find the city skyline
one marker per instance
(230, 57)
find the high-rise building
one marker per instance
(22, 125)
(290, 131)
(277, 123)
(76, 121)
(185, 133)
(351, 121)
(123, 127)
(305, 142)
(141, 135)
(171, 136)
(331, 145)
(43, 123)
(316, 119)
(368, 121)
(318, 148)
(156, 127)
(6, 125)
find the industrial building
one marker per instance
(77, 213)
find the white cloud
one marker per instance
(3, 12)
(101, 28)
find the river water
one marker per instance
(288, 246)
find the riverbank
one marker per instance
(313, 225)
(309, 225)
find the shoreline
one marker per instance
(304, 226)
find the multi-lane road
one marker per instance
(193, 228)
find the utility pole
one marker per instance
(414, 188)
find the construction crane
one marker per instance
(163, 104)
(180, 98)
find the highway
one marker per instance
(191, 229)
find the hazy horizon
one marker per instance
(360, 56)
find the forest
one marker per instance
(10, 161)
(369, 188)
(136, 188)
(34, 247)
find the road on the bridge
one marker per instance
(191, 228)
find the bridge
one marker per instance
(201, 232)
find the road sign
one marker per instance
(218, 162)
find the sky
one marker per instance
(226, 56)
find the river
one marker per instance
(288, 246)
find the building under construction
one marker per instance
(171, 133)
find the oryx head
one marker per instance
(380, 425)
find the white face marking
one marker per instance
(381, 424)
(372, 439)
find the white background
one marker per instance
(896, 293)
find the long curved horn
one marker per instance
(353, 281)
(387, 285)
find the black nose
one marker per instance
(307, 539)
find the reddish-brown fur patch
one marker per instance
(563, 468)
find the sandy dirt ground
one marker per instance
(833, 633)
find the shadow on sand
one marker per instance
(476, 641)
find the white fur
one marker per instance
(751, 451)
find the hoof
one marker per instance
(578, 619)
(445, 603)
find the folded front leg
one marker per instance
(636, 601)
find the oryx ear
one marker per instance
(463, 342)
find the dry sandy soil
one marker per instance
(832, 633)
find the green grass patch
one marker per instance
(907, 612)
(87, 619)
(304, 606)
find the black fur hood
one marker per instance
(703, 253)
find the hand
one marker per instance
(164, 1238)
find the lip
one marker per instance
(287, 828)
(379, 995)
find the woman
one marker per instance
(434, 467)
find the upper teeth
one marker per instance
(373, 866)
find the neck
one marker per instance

────────

• [SHORT TASK] Copy all of the data above line for line, with nothing changed.

• [OUTPUT OF THE EXERCISE]
find the city skyline
one marker per instance
(230, 57)
find the high-rise building
one marker per instance
(22, 125)
(290, 131)
(277, 123)
(76, 121)
(185, 133)
(351, 121)
(123, 127)
(305, 142)
(141, 135)
(171, 136)
(331, 145)
(43, 123)
(316, 119)
(368, 121)
(318, 148)
(156, 127)
(6, 125)
find the industrial building
one marker per instance
(77, 213)
find the white cloud
one marker per instance
(3, 12)
(101, 28)
find the river water
one marker per instance
(288, 246)
find the riverbank
one marker per instance
(313, 225)
(309, 225)
find the shoreline
one marker per instance
(304, 226)
find the multi-lane road
one marker per instance
(193, 228)
find the utility pole
one marker per instance
(414, 188)
find the construction crane
one marker per instance
(163, 104)
(180, 98)
find the highway
one marker per instance
(191, 229)
find the hazy horizon
one marker per instance
(360, 56)
find the forest
one marker per instance
(10, 161)
(369, 188)
(136, 188)
(34, 247)
find the road on the bridge
one marker per instance
(191, 228)
find the bridge
one marker per instance
(201, 232)
find the road sign
one marker per instance
(218, 162)
find the sky
one marker per instance
(226, 56)
find the river
one marker per instance
(288, 246)
find the building under construction
one marker per instance
(171, 133)
find the oryx head
one marker per instance
(380, 425)
find the white face marking
one marker per instance
(381, 424)
(372, 439)
find the white background
one marker per instance
(896, 293)
find the long curved horn
one marker per instance
(353, 281)
(387, 285)
find the black nose
one marker per instance
(307, 539)
find the reddish-brown fur patch
one marker per instance
(563, 468)
find the sandy dirt ground
one marker per instance
(833, 633)
find the shadow on sand
one marker per instance
(476, 641)
find the white fur
one marker per instance
(751, 451)
find the hoof
one marker per instance
(578, 619)
(445, 603)
find the folded front leg
one marker per instance
(636, 601)
find the oryx ear
one marker per instance
(463, 342)
find the dry sandy soil
one marker per instance
(832, 633)
find the green grass patch
one marker per instance
(907, 612)
(87, 619)
(304, 606)
find the black fur hood
one marker per instance
(703, 253)
find the hand
one marker per instance
(164, 1238)
find the lip
one marker per instance
(287, 828)
(379, 995)
find the woman
one marker per instance
(434, 467)
find the upper teeth
one marker per instance
(373, 866)
find the neck
one marker per instance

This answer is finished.